[Сохранённые записи]

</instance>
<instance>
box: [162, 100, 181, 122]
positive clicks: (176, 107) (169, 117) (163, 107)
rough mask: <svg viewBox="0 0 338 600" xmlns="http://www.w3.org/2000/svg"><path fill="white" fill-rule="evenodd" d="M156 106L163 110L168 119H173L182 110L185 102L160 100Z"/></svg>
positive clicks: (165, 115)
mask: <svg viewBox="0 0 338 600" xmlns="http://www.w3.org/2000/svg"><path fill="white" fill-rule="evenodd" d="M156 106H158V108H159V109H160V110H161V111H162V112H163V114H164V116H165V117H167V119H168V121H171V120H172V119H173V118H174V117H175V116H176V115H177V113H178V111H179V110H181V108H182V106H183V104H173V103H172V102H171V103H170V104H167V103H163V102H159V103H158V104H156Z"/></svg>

_Задание_
Повторите весь приведённый выше материал слово в слово, ничего не меняя и не пропуская.

_Результат выполнения_
</instance>
<instance>
box: [162, 100, 181, 122]
positive clicks: (176, 107) (169, 117) (163, 107)
rough mask: <svg viewBox="0 0 338 600" xmlns="http://www.w3.org/2000/svg"><path fill="white" fill-rule="evenodd" d="M156 106L163 110L168 119H173L182 110L185 102L160 100Z"/></svg>
positive clicks: (165, 115)
mask: <svg viewBox="0 0 338 600" xmlns="http://www.w3.org/2000/svg"><path fill="white" fill-rule="evenodd" d="M156 106H158V108H159V109H160V110H161V111H162V112H163V114H164V116H165V117H167V119H168V121H171V120H172V119H173V118H174V117H175V116H176V115H177V113H178V111H179V110H181V108H182V106H183V104H173V103H172V102H171V103H170V104H167V103H163V102H159V103H158V104H156Z"/></svg>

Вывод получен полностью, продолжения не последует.